Copy out the listing below in full, with every line unchanged.

→ Records to process:

►

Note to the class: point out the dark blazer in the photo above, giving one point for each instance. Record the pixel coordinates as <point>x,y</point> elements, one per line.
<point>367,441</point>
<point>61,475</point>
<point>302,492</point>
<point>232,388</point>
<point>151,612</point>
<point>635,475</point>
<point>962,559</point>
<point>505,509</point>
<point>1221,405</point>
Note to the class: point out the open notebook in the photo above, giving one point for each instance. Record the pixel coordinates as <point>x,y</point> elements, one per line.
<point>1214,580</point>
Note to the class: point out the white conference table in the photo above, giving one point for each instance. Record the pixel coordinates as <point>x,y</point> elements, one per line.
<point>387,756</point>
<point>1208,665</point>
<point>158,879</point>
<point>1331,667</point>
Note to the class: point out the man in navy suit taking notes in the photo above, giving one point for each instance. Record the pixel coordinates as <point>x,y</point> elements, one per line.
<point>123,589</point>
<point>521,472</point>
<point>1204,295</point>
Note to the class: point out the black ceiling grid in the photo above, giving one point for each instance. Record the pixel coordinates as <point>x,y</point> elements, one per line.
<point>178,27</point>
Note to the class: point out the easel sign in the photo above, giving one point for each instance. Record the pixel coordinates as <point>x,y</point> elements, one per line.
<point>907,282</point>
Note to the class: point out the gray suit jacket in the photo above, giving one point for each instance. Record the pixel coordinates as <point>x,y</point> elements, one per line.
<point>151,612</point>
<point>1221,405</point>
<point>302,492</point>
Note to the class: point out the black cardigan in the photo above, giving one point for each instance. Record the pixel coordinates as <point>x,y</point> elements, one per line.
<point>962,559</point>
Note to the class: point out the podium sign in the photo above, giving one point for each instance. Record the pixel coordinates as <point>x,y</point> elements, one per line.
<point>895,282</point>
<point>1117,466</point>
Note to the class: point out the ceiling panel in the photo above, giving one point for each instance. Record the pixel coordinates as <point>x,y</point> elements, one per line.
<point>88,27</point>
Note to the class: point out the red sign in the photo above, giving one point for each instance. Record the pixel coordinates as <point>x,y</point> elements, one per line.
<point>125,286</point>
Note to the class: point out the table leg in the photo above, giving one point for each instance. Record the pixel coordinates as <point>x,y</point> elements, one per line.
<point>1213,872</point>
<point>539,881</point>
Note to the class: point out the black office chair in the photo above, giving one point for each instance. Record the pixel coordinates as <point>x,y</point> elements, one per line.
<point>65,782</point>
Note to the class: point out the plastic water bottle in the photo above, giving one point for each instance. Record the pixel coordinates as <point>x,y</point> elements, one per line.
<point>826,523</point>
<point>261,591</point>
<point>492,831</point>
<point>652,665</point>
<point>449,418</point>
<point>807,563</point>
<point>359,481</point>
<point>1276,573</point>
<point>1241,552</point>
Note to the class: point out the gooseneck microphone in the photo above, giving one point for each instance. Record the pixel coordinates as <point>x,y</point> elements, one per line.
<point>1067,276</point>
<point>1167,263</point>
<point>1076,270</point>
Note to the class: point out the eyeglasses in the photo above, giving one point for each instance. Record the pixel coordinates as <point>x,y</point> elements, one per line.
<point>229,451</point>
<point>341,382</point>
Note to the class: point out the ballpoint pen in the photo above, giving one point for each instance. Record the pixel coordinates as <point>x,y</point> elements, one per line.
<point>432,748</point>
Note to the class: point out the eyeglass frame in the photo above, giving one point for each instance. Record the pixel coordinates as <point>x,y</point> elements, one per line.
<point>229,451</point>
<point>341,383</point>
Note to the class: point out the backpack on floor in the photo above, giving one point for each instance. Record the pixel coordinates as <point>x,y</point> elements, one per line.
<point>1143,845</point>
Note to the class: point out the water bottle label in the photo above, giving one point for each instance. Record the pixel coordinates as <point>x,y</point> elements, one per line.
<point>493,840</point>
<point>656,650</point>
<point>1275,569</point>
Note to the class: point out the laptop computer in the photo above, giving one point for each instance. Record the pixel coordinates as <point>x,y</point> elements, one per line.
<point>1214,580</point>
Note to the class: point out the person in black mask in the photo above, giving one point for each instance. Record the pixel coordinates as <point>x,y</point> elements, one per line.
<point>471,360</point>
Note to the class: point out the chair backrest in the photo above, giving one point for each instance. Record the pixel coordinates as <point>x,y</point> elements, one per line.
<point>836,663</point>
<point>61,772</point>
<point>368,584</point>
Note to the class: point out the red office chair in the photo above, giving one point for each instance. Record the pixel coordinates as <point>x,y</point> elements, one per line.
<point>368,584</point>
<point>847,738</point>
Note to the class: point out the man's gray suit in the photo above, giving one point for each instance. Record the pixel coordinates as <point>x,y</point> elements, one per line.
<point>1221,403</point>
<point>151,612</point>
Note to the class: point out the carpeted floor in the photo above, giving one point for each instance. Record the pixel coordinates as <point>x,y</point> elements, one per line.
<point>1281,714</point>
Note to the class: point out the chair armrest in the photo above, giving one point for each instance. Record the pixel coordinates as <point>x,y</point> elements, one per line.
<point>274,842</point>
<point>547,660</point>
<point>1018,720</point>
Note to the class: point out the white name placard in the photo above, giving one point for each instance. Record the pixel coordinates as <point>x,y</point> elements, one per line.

◄

→ Task answer:
Note to the class: point out the dark blazer in the photo above, giving one point for each instance. Record the pixel coordinates as <point>x,y</point> elements, one per line.
<point>367,441</point>
<point>61,475</point>
<point>302,492</point>
<point>232,388</point>
<point>151,612</point>
<point>635,475</point>
<point>962,559</point>
<point>505,509</point>
<point>1221,405</point>
Note to the class: point out the open notebook in the photo above, giving one point for each instance. Record the pixel coordinates as <point>x,y</point> elements, one per line.
<point>1214,580</point>
Note to the class: point out the white conference table in the photo above, giving one point for each instance. Record the pixel coordinates as <point>x,y</point> elements, one per line.
<point>387,756</point>
<point>1208,665</point>
<point>158,879</point>
<point>1331,667</point>
Note to the class: point out the man in navy suit taking notes in the photo above, giving one point for each instance. Record the pixel coordinates as <point>x,y</point> elements, one per line.
<point>123,589</point>
<point>521,472</point>
<point>1204,295</point>
Note to the class: point out the black ceiling grid in the photo above, giving one point for each instance. Record the pixel coordinates as <point>x,y</point> elements, one per line.
<point>178,27</point>
Note to the class: point out the easel sign in the photo above, giving one point for each instance. Record the pixel coordinates as <point>x,y</point> elements, one per line.
<point>907,282</point>
Note to the class: point out the gray suit jacket in the photo above, giving one point for each instance. Record the pixel coordinates as <point>x,y</point> elements, one per line.
<point>151,612</point>
<point>1221,405</point>
<point>302,492</point>
Note to the class: point out the black cardigan in the photo above, giving one point for each instance. Record the pixel coordinates as <point>x,y</point> elements, one per line.
<point>962,559</point>
Note to the class: point out the podium sign in the photo above, giving one point for each instance. Record the pixel coordinates as <point>x,y</point> elements, one per line.
<point>895,282</point>
<point>1117,466</point>
Note to the class: point out the ceiling panel in the photo above, giving one point for each instance. Record the pixel coordinates as <point>x,y</point> elements, one per line.
<point>88,27</point>
Note to the class: point out the red sign in the photo above, giving one point for each instance. Record the pixel coordinates as <point>x,y</point> elements, one per line.
<point>125,286</point>
Note to the class: point out the table leg in the photo above, giving one point for each instance. Record the pixel coordinates as <point>x,y</point> elements, one per line.
<point>1213,872</point>
<point>539,881</point>
Note to the class: point out the black office chair in the photo above, giving one point for each instance. Record the pixel coordinates as <point>x,y</point> elements, one per line.
<point>65,782</point>
Note to the class: point out the plastic water bottle in the photo above, giving one point for each instance. Record the pixel coordinates as <point>x,y</point> elements, one per line.
<point>826,523</point>
<point>261,591</point>
<point>492,831</point>
<point>652,665</point>
<point>449,418</point>
<point>807,563</point>
<point>359,481</point>
<point>1276,573</point>
<point>1241,552</point>
Note to the class: point out the gooseneck microphone in the photo above, giving one point for each instance. Record the pixel coordinates as <point>x,y</point> elements, one per line.
<point>1067,276</point>
<point>1167,263</point>
<point>1076,270</point>
Note to the class: point out the eyeglasses in the photo above, giving one point for each instance. Record the pixel coordinates as <point>x,y</point> elements, one per line.
<point>229,451</point>
<point>341,382</point>
Note to the class: point out the ballpoint pen in the photo above, giving one point for each instance. Record the pixel coordinates as <point>x,y</point> elements, one per line.
<point>432,748</point>
Note to the class: point out the eyeglass frame in the photo above, giving one point for each instance. Record the pixel coordinates as <point>x,y</point> elements, one per line.
<point>229,451</point>
<point>341,383</point>
Note to the class: point out the backpack on floor in the photo above, giving one point for each instance. Record the pixel coordinates as <point>x,y</point> elements, one per line.
<point>1143,845</point>
Note to the class: point out the water bottle label in the photo above, giving one point for each instance. Record the pixel coordinates as <point>x,y</point> elements, one per line.
<point>493,840</point>
<point>656,650</point>
<point>1275,569</point>
Note to the class: point out the laptop computer in the photo above, giving one point for each instance. Record the pixel coordinates as <point>x,y</point> elements, one per line.
<point>1214,580</point>
Note to the class: point out the person in black mask in the photo above, giving one point for each instance. Record the pixel coordinates as <point>x,y</point> elements, one per line.
<point>471,360</point>
Note to the class: point out the chair backrest in the photo above, giving one point for each instance. Record the pixel coordinates as <point>x,y</point> elements, one per line.
<point>836,663</point>
<point>61,772</point>
<point>368,584</point>
Note to the class: point out the red office chair in the photo above, giving one point for each instance. Record the pixel coordinates as <point>x,y</point> elements, one per line.
<point>368,584</point>
<point>847,738</point>
Note to the class: point out the man's gray suit in the photo above, giving one point for each instance. Record the pixel coordinates as <point>x,y</point> elements, one per line.
<point>1221,403</point>
<point>151,612</point>
Note to the class: point out the carpeted floor in the photo above, giving one point for each instance. Record the pixel coordinates as <point>x,y</point> elements, one per line.
<point>1281,714</point>
Note to the class: point out the chair armrest in the photo above, giving one point for each instance. Record the pixel coordinates as <point>x,y</point> elements, one per line.
<point>274,842</point>
<point>547,660</point>
<point>1018,720</point>
Note to the class: point out the white name placard in the photo above, giving one point for each instance. Record the pixel coordinates as <point>x,y</point> elements, one per line.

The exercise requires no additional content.